▸ **ENTRIES SUPPLIED**
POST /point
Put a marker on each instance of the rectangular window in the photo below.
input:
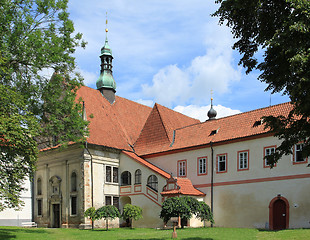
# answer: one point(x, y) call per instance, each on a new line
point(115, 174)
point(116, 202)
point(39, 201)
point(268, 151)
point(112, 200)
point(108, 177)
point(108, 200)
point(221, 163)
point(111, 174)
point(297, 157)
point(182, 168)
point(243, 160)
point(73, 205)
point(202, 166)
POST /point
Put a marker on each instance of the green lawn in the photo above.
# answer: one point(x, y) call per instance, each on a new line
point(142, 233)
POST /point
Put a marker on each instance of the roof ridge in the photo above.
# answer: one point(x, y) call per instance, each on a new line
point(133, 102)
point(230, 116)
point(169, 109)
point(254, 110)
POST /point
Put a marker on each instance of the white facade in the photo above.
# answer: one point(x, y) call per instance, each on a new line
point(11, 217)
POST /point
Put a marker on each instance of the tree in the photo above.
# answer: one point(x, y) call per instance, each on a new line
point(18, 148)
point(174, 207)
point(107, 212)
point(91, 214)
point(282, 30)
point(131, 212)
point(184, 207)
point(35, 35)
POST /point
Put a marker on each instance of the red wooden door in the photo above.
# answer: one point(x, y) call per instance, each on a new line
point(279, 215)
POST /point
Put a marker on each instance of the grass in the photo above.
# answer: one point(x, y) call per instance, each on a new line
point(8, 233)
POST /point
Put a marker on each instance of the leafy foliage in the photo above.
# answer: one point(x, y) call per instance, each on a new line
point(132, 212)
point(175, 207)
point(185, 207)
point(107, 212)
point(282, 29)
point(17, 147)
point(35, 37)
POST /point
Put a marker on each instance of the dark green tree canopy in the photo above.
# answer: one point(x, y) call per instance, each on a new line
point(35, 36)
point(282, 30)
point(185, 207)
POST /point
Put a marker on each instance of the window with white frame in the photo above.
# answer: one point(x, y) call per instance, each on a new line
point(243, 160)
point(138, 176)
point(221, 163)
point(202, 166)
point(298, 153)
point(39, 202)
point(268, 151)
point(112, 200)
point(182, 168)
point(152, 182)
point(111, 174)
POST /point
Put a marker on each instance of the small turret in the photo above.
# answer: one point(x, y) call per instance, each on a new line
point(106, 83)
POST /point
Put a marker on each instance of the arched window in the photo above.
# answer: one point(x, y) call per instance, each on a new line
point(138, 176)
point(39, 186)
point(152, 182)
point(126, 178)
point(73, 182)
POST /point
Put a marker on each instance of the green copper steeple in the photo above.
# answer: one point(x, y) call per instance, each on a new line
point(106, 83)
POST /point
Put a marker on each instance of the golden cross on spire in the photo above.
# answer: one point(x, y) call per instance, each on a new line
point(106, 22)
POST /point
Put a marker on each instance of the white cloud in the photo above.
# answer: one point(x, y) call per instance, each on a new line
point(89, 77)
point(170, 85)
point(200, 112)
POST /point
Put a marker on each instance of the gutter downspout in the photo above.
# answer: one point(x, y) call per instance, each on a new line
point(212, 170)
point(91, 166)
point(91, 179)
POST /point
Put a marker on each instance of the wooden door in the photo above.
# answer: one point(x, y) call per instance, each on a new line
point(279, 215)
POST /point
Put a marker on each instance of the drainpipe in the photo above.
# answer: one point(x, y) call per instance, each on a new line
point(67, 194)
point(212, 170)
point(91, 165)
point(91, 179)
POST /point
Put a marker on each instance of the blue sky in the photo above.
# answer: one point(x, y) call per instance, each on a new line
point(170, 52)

--

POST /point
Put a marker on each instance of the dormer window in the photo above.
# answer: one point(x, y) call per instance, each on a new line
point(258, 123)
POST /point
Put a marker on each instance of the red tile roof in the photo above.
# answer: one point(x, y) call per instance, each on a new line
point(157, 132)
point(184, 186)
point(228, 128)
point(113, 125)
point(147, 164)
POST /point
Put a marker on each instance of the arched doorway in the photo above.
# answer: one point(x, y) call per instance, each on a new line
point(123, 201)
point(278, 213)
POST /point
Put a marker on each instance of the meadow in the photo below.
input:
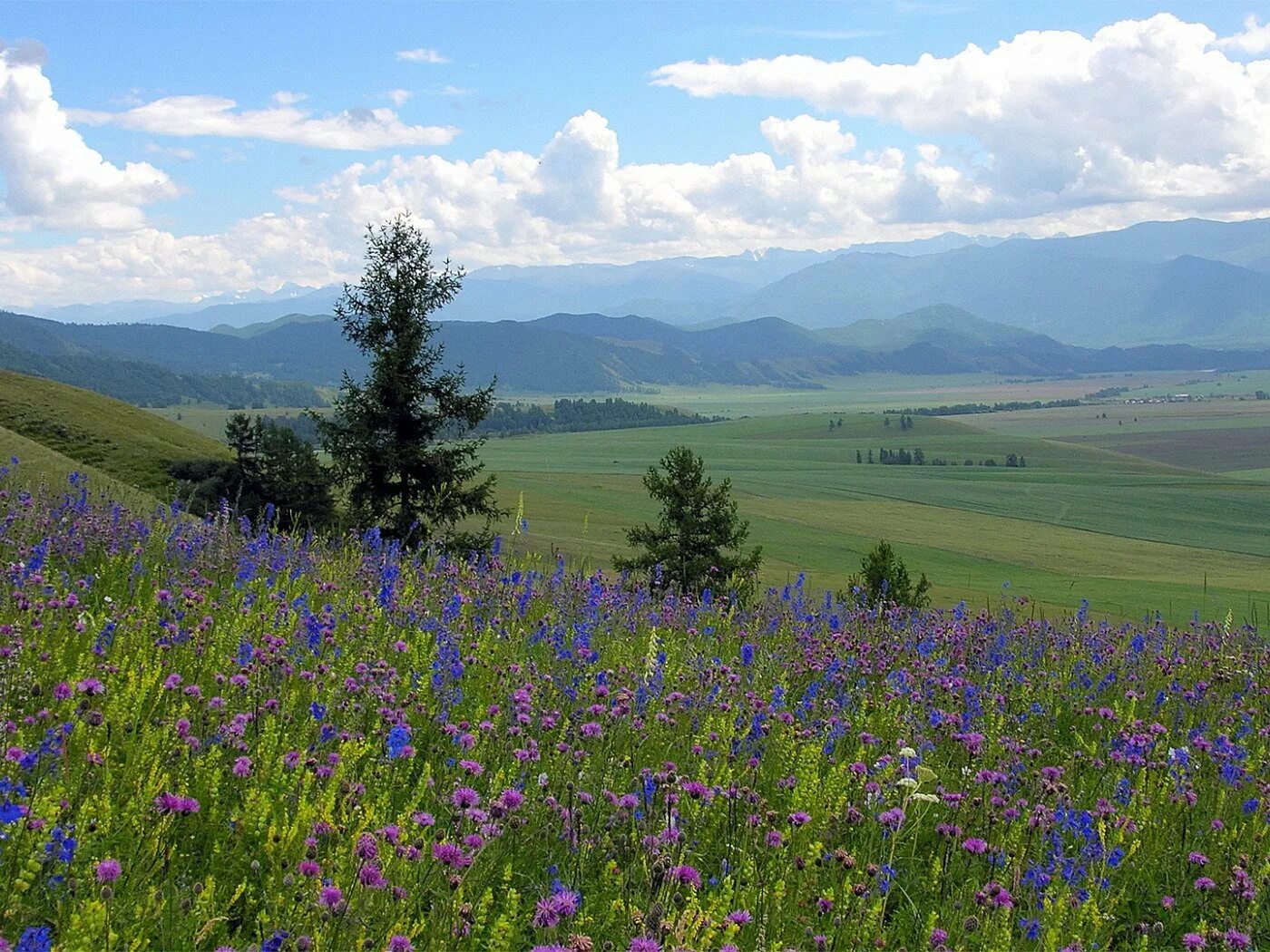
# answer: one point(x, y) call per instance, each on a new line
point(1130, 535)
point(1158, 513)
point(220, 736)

▸ **EXERCISE**
In the records above, find the line with "Put a marker on each instance of the window"; write out exactly that line and each one after it, stopping after the line with "Put a marker on each instance of the small".

▸ **ANSWER BOX**
Put a marker on each instance of the window with white frame in the photo above.
# answer: one point(x, y) call per instance, each on a new line
point(243, 160)
point(138, 176)
point(221, 163)
point(202, 166)
point(298, 153)
point(39, 202)
point(268, 151)
point(112, 200)
point(182, 168)
point(152, 182)
point(111, 174)
POST /point
Put a marker on each instance of the small turret in the photo above.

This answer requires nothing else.